Source records
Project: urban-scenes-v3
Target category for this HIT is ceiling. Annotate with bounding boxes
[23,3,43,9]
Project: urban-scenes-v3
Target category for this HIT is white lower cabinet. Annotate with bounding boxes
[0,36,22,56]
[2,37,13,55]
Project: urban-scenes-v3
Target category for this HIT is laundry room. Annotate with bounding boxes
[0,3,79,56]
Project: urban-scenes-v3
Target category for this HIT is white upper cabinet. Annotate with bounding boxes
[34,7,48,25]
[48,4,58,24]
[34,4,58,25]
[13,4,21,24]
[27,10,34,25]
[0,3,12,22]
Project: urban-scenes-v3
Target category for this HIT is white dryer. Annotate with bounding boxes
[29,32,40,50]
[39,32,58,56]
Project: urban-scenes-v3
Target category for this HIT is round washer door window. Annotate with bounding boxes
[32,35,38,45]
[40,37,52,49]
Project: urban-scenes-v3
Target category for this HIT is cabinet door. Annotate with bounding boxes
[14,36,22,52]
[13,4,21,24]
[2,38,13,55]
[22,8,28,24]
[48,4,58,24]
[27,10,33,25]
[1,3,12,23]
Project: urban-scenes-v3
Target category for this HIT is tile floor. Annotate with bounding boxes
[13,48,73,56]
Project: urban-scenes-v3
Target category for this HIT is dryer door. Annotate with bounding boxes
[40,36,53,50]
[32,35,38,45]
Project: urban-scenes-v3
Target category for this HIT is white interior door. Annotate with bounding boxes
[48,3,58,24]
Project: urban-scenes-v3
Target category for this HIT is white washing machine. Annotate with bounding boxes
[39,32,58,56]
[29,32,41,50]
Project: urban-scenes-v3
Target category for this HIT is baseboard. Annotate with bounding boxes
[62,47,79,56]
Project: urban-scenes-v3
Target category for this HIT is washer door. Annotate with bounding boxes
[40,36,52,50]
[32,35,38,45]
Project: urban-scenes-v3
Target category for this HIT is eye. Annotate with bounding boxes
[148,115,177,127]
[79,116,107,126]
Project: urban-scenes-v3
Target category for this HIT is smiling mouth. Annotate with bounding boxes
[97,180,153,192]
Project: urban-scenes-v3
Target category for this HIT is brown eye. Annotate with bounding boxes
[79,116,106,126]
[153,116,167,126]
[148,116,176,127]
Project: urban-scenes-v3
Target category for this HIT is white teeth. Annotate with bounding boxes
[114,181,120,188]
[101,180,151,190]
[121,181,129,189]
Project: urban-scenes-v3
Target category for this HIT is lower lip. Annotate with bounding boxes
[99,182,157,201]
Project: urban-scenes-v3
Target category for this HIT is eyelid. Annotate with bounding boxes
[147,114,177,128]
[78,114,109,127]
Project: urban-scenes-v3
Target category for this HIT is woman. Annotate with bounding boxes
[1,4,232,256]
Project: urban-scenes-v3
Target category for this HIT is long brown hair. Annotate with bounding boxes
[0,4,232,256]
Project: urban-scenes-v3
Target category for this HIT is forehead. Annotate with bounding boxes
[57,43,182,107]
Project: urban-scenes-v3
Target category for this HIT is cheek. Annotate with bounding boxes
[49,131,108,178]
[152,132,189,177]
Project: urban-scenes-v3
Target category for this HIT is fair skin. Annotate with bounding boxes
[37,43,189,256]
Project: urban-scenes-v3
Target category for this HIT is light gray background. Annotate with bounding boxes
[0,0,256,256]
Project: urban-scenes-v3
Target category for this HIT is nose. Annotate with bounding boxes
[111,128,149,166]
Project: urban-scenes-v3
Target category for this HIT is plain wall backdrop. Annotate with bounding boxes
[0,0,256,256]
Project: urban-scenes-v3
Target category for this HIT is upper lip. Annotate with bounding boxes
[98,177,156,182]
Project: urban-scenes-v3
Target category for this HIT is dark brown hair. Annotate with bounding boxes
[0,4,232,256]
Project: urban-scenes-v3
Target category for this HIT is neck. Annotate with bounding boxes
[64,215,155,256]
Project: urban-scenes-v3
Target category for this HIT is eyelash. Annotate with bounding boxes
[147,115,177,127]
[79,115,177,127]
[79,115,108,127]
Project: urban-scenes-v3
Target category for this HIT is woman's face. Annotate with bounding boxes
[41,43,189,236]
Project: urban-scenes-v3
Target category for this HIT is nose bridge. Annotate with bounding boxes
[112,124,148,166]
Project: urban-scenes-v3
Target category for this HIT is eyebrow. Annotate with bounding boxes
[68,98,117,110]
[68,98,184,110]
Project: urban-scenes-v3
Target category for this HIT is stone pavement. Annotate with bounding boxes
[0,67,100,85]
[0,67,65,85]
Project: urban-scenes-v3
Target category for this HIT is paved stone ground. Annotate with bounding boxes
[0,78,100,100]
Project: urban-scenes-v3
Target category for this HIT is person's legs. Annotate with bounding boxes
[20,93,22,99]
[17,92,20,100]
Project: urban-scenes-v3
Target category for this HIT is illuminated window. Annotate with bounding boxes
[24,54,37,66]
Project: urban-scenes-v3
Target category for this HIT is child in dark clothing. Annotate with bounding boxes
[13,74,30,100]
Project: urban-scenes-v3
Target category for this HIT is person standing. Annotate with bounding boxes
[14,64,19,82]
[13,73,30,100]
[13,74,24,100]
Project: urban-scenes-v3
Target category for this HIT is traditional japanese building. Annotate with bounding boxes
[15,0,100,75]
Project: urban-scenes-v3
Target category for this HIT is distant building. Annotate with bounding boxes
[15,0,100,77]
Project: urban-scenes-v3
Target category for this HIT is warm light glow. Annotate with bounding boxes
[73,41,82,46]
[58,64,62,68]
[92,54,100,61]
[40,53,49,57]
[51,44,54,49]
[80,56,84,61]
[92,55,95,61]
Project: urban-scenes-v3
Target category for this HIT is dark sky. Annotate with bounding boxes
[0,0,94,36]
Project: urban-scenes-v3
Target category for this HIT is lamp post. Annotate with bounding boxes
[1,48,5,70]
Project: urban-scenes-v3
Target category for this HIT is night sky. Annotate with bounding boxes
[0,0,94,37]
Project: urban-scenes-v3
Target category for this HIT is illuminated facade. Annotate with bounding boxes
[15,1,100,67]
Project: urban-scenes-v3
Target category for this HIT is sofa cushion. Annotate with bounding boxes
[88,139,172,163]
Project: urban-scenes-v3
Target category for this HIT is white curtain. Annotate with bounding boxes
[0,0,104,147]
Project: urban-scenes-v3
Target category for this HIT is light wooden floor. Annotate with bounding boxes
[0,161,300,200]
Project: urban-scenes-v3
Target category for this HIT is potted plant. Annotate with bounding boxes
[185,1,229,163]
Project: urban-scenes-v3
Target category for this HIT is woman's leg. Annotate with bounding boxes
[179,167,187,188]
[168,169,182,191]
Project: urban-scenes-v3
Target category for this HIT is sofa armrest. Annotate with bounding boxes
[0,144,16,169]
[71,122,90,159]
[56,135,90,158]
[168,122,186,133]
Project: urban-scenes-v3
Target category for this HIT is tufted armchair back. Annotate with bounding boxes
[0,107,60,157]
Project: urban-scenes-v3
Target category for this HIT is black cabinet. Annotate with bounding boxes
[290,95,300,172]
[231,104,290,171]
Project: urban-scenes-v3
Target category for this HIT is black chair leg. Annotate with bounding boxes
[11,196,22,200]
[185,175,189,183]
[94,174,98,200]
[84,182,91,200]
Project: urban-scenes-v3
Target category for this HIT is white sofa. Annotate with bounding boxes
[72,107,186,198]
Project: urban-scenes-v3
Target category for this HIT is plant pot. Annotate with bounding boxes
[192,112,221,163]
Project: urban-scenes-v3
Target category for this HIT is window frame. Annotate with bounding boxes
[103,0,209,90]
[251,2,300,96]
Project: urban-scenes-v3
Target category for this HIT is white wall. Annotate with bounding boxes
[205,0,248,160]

_Work to be completed_:
Copy the listing from its first line up to and including the line with "[79,116,107,126]", keeping every request line as it is. Shift each bounding box coordinate by adding 8 to it.

_Result of the task_:
Project: urban-scenes-v3
Target category for this HIT is ceiling. Annotate with bounding boxes
[31,11,51,17]
Project: urban-scenes-v3
Target category for this HIT is white lower cabinet. Annotate with bounding boxes
[8,44,30,64]
[10,45,21,63]
Project: urban-scenes-v3
Target category for this HIT is laundry room. Annotate with bounding boxes
[8,11,87,64]
Project: urban-scenes-v3
Target category for this HIT is white upper cabinet. Annotate with bounding boxes
[42,15,56,33]
[56,12,66,32]
[42,12,66,33]
[21,12,29,32]
[35,18,42,33]
[8,11,20,30]
Project: urban-scenes-v3
Target category for this HIT is white dryer. Annotate with bounding boxes
[37,40,48,58]
[47,40,66,64]
Project: urban-scenes-v3
Target category for this HIT is round washer door window. Annotate with bounding boxes
[40,43,46,53]
[48,45,60,57]
Project: urban-scenes-v3
Target category for this HIT is cabinet door. Annotate with bounding boxes
[22,44,30,60]
[21,12,29,32]
[10,46,21,63]
[30,16,36,32]
[56,12,66,32]
[35,18,41,33]
[9,11,20,31]
Project: urban-scenes-v3
Target category for this HIT is tile floor. Annotate with bounding boxes
[21,56,81,64]
Project: urban-scenes-v3
Target category for this HIT is dryer door. Annotate with bounding boxes
[48,44,61,58]
[40,43,46,53]
Project: urban-scenes-v3
Target category for this HIT is white interior door. Annotate with bounding boxes
[56,11,66,32]
Project: urban-scenes-v3
Target category for this HIT is white washing machine. Annotate with bounding boxes
[47,40,66,64]
[37,40,49,58]
Project: urban-scenes-v3
Target category for this HIT is baseboard. Annotate with bounding boxes
[70,55,87,64]
Project: urban-scenes-v3
Target category for this HIT is washer door. Annotate with bounding boxes
[48,44,60,58]
[40,43,46,53]
Project: urban-scenes-v3
Target category for this HIT is eye. Annotate with bounding boxes
[156,123,185,135]
[87,124,115,134]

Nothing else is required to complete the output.